=== Excerpted records ===

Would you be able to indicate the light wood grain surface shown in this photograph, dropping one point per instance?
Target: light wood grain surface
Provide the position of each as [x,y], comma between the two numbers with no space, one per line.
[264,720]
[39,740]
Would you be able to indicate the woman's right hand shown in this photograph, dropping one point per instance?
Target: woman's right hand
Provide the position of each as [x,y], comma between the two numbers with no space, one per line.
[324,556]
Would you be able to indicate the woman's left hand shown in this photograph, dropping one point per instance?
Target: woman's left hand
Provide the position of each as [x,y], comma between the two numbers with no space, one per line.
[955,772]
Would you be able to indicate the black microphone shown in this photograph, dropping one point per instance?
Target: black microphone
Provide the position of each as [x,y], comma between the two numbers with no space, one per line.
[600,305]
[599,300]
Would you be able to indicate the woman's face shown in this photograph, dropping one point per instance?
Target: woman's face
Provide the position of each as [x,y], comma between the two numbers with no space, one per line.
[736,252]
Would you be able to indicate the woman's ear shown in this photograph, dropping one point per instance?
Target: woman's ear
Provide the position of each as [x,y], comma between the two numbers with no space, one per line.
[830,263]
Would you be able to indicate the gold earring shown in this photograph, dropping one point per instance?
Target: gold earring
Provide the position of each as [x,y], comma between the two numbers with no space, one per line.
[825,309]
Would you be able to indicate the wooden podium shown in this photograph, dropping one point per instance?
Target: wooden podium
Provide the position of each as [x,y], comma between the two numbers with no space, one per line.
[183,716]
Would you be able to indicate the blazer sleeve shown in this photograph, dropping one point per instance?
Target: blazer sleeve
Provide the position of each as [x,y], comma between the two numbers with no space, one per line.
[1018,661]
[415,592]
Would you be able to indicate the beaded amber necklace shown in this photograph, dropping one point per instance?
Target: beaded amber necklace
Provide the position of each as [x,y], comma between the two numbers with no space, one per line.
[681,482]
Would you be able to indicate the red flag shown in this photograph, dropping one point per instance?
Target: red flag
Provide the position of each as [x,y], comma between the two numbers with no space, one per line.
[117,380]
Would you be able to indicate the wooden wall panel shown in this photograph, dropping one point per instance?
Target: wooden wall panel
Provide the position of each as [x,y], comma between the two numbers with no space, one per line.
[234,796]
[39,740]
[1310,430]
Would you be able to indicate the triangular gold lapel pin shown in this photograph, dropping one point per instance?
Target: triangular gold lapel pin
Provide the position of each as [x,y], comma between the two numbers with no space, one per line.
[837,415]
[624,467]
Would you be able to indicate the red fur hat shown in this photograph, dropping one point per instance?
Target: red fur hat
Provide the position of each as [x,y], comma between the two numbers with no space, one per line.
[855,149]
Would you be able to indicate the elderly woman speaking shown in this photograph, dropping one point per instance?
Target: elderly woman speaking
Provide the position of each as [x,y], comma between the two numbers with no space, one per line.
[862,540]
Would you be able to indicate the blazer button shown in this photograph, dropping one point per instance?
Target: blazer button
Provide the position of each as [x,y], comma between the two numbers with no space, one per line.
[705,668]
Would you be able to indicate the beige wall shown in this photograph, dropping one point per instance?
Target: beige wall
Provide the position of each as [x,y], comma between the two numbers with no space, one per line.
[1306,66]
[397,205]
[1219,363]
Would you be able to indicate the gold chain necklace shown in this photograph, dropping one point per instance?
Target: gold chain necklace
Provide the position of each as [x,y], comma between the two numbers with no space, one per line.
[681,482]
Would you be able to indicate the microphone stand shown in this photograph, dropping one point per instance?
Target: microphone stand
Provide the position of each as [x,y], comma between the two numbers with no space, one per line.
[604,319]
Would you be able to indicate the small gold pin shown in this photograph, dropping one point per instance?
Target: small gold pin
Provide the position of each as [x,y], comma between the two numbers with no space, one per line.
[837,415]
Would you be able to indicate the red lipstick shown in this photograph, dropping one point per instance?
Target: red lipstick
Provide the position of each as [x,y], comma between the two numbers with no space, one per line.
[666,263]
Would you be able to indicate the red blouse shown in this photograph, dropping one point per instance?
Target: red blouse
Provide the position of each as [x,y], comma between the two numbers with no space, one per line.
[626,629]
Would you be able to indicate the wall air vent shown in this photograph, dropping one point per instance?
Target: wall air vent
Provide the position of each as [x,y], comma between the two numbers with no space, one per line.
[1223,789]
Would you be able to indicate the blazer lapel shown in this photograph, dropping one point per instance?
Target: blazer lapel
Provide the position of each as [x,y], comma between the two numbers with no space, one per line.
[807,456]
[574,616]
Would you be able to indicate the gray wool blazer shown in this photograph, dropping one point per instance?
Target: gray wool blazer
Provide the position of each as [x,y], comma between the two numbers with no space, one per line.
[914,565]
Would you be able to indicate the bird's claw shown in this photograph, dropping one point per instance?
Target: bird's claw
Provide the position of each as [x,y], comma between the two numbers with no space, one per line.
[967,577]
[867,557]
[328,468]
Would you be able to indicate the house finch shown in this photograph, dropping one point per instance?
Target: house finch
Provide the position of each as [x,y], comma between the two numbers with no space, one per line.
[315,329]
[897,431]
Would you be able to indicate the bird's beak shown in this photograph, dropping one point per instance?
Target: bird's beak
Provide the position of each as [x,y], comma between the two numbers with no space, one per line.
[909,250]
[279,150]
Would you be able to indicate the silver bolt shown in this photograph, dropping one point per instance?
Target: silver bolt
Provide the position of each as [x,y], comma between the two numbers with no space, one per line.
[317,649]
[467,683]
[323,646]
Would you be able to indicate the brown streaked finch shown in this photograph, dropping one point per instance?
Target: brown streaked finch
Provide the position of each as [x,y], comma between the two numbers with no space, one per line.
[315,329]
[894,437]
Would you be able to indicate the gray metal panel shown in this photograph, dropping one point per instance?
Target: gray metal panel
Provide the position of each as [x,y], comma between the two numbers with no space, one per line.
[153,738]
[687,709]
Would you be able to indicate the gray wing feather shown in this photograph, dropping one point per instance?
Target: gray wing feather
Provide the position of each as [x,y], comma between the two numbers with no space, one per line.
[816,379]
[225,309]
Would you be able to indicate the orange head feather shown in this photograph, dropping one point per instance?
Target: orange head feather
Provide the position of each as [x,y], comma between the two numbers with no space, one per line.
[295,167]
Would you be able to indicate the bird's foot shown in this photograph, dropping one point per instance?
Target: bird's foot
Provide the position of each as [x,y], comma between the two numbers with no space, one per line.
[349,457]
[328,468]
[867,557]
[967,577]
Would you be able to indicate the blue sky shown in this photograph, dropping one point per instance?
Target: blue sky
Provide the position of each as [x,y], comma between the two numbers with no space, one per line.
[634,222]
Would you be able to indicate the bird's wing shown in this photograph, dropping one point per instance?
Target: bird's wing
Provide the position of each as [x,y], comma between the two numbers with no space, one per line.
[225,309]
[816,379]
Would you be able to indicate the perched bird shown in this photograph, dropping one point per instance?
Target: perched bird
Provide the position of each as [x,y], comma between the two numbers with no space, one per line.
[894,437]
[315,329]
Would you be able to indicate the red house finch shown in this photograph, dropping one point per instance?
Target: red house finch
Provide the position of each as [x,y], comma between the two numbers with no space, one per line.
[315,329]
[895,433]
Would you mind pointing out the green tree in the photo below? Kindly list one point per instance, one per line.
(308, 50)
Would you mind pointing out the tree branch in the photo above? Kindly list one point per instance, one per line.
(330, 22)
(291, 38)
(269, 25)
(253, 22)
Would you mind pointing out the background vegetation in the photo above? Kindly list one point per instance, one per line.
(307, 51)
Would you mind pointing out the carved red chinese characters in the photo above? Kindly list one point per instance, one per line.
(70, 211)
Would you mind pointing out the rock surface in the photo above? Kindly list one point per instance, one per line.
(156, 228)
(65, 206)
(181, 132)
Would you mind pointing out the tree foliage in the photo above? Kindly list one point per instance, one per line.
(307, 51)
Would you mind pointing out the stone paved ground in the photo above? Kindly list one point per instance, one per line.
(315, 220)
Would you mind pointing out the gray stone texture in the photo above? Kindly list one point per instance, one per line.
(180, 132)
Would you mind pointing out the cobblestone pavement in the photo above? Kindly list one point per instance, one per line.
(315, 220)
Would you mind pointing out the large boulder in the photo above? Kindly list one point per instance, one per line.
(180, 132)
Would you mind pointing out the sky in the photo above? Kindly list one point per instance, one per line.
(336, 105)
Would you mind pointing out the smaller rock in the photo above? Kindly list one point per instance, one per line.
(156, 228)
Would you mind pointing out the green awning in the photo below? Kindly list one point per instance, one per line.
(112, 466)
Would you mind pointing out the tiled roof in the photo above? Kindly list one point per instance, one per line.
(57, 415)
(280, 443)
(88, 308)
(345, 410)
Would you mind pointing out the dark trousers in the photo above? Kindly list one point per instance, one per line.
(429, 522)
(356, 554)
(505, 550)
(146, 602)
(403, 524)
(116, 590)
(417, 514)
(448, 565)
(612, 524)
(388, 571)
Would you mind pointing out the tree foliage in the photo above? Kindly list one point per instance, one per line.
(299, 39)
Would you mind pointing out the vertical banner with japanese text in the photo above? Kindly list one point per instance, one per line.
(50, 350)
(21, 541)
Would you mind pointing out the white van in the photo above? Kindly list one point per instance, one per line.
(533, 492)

===

Prompt »
Rewrite the data from the line containing "Would you mind pointing out the vertical" through the end, replacing "vertical banner" with "tall banner" and leaving everything else unchanged.

Solution for this task »
Would you mind pointing out the tall banner with japanese text in the photo above? Kindly list one point per instance, one per line.
(50, 350)
(21, 541)
Would you mind pointing out the white van in the photo above? Kindly list one point per instance, one per line.
(533, 492)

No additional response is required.